The reply should contain every line of the data, repeated exactly, and no pictures.

########################################

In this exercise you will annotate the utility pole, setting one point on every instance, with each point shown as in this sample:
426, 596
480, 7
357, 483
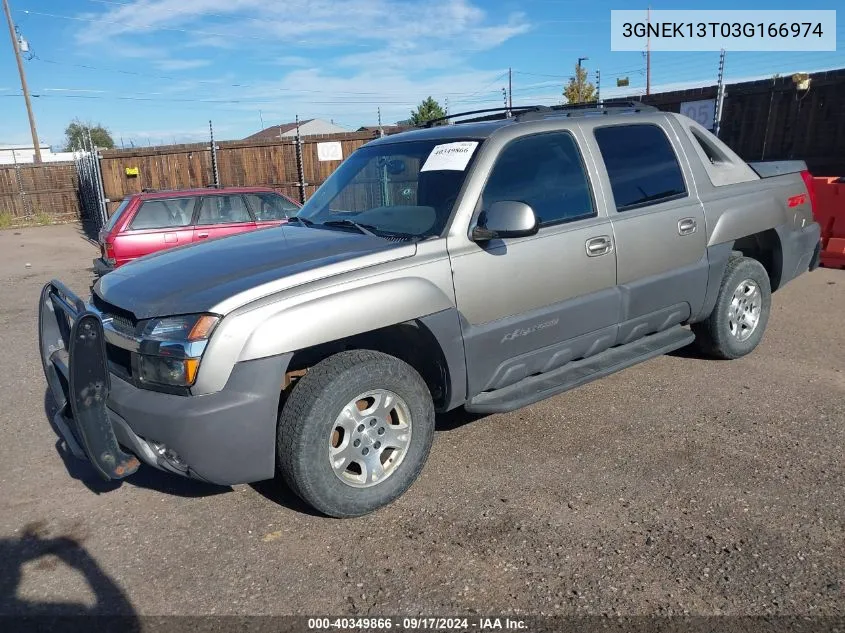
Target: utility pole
720, 94
578, 76
648, 56
24, 87
510, 90
598, 86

########################################

#### EXERCISE ANSWER
In this exercise you will annotate the utility pole, setting one point on every instance, with each point shown as in this sample:
426, 596
480, 7
357, 483
Target: utility pole
720, 94
578, 76
648, 56
24, 87
510, 90
598, 86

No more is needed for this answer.